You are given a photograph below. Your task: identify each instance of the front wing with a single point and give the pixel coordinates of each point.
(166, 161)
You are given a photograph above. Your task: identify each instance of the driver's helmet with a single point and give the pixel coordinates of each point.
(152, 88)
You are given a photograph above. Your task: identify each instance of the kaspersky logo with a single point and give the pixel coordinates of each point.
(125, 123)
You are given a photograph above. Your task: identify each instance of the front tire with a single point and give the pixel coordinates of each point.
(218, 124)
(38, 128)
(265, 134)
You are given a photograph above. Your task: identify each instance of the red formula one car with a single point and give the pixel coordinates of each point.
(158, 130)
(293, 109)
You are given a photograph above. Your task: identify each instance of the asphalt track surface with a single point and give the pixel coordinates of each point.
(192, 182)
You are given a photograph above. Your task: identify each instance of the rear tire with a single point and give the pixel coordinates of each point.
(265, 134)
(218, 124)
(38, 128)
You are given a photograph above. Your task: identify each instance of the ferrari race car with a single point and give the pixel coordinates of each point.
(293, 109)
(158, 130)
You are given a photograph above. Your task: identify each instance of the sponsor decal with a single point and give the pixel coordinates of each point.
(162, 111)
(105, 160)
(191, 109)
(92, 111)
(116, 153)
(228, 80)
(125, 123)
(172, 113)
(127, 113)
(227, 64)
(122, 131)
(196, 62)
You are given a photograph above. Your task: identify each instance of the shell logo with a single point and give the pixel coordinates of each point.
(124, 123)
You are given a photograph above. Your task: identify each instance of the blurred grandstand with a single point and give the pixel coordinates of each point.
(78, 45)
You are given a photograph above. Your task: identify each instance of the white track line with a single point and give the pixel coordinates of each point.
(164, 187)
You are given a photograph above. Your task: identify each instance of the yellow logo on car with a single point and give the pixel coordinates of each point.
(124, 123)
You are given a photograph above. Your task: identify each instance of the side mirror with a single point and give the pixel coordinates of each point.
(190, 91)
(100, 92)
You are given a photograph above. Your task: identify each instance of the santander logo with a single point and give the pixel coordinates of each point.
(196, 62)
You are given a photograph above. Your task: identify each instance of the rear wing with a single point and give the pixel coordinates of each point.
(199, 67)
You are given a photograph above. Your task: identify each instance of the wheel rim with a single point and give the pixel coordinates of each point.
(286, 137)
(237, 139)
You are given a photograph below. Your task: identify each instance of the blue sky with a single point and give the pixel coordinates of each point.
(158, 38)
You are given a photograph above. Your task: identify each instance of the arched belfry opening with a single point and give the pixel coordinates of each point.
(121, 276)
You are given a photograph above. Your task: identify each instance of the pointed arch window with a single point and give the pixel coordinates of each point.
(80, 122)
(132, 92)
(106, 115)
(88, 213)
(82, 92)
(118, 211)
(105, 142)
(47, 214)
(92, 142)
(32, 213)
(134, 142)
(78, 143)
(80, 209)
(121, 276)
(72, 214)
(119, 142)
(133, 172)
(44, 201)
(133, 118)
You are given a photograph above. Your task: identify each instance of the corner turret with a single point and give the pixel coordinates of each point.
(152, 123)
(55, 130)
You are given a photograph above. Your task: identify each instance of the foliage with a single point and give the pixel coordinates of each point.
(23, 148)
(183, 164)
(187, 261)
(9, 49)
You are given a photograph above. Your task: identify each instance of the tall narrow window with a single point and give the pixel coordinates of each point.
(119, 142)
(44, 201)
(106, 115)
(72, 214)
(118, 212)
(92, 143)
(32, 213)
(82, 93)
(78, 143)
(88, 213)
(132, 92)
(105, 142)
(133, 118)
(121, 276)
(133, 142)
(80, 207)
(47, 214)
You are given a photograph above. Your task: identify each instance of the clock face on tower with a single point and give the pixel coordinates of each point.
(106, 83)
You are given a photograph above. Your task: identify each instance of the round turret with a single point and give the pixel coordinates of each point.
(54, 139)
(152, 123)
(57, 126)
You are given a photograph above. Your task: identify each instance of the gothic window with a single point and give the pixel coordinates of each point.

§ **What you are asked to do**
Reproduce every record above exactly as it appears.

§ **Your solution**
You are given a photograph below. Your task: identify each instance of the front wing with a single point and give the pixel coordinates of each point.
(166, 161)
You are given a photograph above. Your task: identify each instance of the driver's helmet with a single point and give the pixel coordinates of each point.
(152, 88)
You are given a photograph above. Your task: identify each instance of the kaspersky logo with a single point and give the pixel coordinates of each point.
(125, 123)
You are given a photograph above. Your task: identify each instance of the front tire with a single point and give the pixel coordinates of each point.
(218, 124)
(38, 128)
(265, 134)
You are given a photograph above. Your task: identify each instance of the red formula one car with a single point and give the pixel coordinates of each point.
(158, 130)
(293, 109)
You are given a photograph above. Your task: identify each instance of the asphalt track surface with a single point and give the pixel coordinates of each point.
(192, 182)
You are given a photograph above. Your task: identify each instance of the rear tire with a single point and give the pixel coordinates of each point.
(265, 134)
(218, 124)
(38, 128)
You are given a photograph above. Your task: identify each instance of the ferrari race car with a single point and give the pixel coordinates of each point.
(293, 109)
(158, 130)
You are given a photograph above. Your task: identify each instance of the sponsor decal with a single point and give the pixel coordinates of each point.
(162, 111)
(105, 160)
(191, 109)
(92, 111)
(116, 153)
(228, 80)
(125, 123)
(172, 113)
(127, 113)
(227, 64)
(122, 131)
(196, 62)
You are given a photograph above. Your task: identify each instance of the shell logo with a single point and give the pixel coordinates of each point.
(124, 123)
You are given a photograph above. Your task: identify each instance of the blurred grandstand with a single point and give the pixel coordinates of each point.
(78, 45)
You are given a photograph above. Your task: identify each instance of the white track line with a single point and give the pixel coordinates of each point.
(164, 187)
You are given a photograph above. Your task: identify each instance of the yellow logo on car with a single point and give the pixel coordinates of each point.
(124, 123)
You are given a photograph above. Your task: identify each instance of the side mirror with a single point and give the pixel coordinates of each point.
(190, 91)
(100, 92)
You are given a photograph above. Your task: identify each instance of the santander logo with a single point and give the pixel coordinates of each point.
(196, 62)
You are given a photograph above. Your task: identify each instance of the rear wing with a single point and give the pixel coordinates of each point.
(199, 67)
You are given a photograph above. Your task: identify each instance of the wheel rim with a single point and give the pixel coordinates of each point.
(286, 137)
(237, 139)
You are given a photograph below. Your task: identify each instance of the blue sky with a single point and give the pixel coordinates of each point.
(158, 38)
You are given a photograph above. Your task: identify each instance of the arched belfry opening with a single point and give the pixel coordinates of each point.
(121, 276)
You are given a photograph above. Your task: identify each instance of the pointed arch window with a single point and give the pixel coordinates of each point.
(80, 122)
(132, 92)
(106, 115)
(88, 213)
(82, 92)
(118, 211)
(105, 142)
(47, 214)
(92, 142)
(32, 213)
(134, 142)
(78, 143)
(80, 209)
(121, 276)
(72, 214)
(119, 142)
(133, 172)
(44, 201)
(133, 118)
You are given a photograph above. Your task: identify each instance of the corner turret with a single point and give the pixel coordinates of each point.
(152, 123)
(55, 130)
You are given a photograph above. Your task: identify each instance of the foliage with a single point and give the pixel coordinates of each point.
(23, 148)
(183, 164)
(187, 261)
(9, 49)
You are given a photograph above. Your task: identify each instance of the tall narrow window with a single point and give the pixel coordinates of each point.
(119, 142)
(44, 201)
(106, 115)
(72, 214)
(118, 212)
(92, 143)
(32, 213)
(82, 93)
(78, 143)
(88, 213)
(132, 92)
(105, 142)
(133, 118)
(121, 276)
(133, 142)
(80, 207)
(47, 214)
You are given a photograph above. Your task: identify each instance of the clock face on tower with a single point and give the pixel coordinates of each point.
(106, 83)
You are given a photograph above. Your task: identify each instance of the round turret with a single point and give the pixel coordinates of each point.
(54, 139)
(152, 123)
(57, 126)
You are given a photograph above. Your task: identify each instance of the gothic window with a single point and give the pixel coordinates of each point.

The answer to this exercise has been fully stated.